● WHAT IS NEEDED
The required result is the exact run of lines beginning at the one containing "Mark the innermost point of each instance of the red" and ending at the last line of the entries.

[Point-based annotation data]
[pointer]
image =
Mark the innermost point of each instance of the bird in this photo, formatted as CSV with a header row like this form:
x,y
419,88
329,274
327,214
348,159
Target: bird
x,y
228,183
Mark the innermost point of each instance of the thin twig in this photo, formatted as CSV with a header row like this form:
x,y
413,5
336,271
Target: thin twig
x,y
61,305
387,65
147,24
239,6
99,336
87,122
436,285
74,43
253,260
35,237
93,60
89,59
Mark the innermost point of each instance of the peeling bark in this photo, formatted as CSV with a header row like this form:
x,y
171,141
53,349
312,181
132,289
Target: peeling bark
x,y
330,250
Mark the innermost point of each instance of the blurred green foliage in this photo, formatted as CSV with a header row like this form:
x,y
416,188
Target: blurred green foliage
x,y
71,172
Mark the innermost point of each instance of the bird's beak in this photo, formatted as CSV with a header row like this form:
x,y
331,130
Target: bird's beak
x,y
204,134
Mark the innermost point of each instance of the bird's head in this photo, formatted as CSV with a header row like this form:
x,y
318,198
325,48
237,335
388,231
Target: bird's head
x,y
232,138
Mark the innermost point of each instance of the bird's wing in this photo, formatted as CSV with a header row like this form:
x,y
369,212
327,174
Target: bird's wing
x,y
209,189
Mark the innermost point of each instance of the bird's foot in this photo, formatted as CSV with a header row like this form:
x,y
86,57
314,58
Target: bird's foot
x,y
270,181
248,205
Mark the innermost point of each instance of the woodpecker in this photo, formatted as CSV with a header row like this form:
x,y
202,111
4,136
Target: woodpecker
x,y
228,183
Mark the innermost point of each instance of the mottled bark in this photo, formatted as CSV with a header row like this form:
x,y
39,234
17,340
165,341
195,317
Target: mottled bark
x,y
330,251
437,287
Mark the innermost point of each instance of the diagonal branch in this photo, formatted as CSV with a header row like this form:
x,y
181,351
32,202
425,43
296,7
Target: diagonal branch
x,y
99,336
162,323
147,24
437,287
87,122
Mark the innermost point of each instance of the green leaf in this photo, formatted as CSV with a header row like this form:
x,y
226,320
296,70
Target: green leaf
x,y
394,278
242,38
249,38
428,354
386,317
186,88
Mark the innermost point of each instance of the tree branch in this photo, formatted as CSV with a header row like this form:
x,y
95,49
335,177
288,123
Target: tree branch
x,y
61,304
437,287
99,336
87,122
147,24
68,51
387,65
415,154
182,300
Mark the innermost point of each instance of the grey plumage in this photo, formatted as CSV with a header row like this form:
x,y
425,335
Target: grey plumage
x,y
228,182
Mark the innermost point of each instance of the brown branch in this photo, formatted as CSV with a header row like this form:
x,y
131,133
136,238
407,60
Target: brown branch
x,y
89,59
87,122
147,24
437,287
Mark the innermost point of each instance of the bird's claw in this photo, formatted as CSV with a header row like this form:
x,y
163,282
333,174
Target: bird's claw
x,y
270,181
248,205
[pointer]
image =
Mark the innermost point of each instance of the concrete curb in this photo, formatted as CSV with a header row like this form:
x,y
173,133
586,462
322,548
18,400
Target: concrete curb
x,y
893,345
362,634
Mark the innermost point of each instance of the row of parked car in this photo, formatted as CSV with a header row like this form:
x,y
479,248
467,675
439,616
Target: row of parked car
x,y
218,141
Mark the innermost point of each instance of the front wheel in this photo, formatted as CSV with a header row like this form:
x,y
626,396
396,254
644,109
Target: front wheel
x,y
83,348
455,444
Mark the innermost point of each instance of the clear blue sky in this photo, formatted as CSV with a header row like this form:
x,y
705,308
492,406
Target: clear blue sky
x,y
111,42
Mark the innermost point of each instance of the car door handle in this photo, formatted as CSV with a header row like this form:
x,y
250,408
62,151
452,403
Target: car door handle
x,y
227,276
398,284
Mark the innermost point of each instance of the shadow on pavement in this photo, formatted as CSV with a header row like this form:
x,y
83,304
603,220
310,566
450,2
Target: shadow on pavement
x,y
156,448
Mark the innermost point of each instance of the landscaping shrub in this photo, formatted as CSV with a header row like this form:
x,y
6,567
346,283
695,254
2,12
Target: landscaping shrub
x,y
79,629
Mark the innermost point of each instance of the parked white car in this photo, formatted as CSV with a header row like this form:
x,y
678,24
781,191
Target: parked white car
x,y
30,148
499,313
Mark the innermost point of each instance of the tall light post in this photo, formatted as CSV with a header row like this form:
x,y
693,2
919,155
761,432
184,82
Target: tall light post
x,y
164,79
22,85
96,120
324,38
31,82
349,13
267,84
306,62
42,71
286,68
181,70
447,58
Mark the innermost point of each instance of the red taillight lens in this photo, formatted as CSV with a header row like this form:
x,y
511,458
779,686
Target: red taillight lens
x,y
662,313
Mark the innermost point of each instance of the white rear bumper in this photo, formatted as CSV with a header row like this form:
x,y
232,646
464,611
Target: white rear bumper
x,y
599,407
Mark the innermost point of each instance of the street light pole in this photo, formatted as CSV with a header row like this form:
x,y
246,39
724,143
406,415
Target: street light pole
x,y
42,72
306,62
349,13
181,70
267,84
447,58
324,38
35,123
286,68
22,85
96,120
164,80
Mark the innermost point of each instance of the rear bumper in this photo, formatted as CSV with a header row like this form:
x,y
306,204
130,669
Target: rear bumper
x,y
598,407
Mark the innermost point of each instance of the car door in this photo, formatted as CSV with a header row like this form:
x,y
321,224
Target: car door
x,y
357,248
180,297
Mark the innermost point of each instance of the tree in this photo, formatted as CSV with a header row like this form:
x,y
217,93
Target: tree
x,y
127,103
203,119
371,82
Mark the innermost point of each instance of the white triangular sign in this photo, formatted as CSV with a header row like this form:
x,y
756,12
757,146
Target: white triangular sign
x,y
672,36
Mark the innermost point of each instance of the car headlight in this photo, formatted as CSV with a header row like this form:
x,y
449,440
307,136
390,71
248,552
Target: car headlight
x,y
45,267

● RESULT
Mark the innermost point of each instance of the red taillight lens in this photo, formatted as CSV with a header row like this form:
x,y
511,458
779,686
Target: red taillight lens
x,y
662,313
Mark the innermost point of each instance of the white rear bumper in this photo, formatted as CSV with a header row like this form:
x,y
232,646
464,611
Target: white rear bumper
x,y
599,407
Mark the innermost point of each instance of the street light pole in this photo, formatted as CSV with a header row like this form:
x,y
246,39
724,143
406,415
Target: street light pole
x,y
42,72
306,62
349,13
181,70
267,84
447,58
324,38
35,123
286,68
22,85
96,120
164,80
Mark the innermost point of each instance of the rear bumper in this photo, formatted as CSV with a header row like this form:
x,y
306,204
130,669
Target: rear bumper
x,y
598,407
Mark the innermost point of each instance of the car door in this photo, formatted as CSV with a header row like this form:
x,y
321,224
Target: car door
x,y
357,248
180,297
Mark the innermost point of each instance of the tree in this photo, formatted as CSV with a header row like this form:
x,y
217,93
Target: tree
x,y
127,103
203,119
371,82
Mark the innermost point of each instance of the white triangular sign in this photo, formatted as CSV with a header row like this form:
x,y
756,12
757,146
Target: white triangular sign
x,y
672,36
Mark the innermost point of each instance of the car headlight in this photo, formatted as CSV with a header row like this form:
x,y
449,440
307,136
390,71
248,552
Target: car headlight
x,y
45,267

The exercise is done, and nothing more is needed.